**Instructions for the task:**
If a line of the data below contains the string "asked", copy it into your answer.

_ _ _ _ _

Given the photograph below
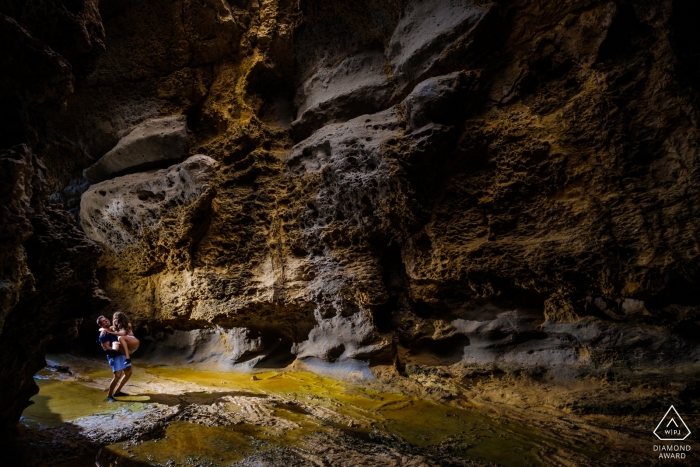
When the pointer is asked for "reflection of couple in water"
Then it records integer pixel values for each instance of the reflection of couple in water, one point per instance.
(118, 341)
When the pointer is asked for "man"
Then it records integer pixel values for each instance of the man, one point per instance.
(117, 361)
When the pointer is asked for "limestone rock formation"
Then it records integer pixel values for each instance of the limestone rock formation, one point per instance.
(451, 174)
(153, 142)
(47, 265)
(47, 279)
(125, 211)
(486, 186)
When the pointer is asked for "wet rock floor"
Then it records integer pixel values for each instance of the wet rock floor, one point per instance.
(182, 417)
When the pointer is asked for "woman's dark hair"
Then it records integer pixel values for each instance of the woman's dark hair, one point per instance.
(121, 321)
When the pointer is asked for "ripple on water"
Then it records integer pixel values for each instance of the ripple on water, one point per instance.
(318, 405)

_ _ _ _ _

**Reply to the task:**
When the pointer is asked for "reflection of couple in water"
When the pointer is asked for "man"
When the pointer is asked for "limestone rock formation"
When the pointer is asked for "wet rock floor"
When the pointer is asked for "woman's dark hair"
When the pointer is asked for "ripple on water"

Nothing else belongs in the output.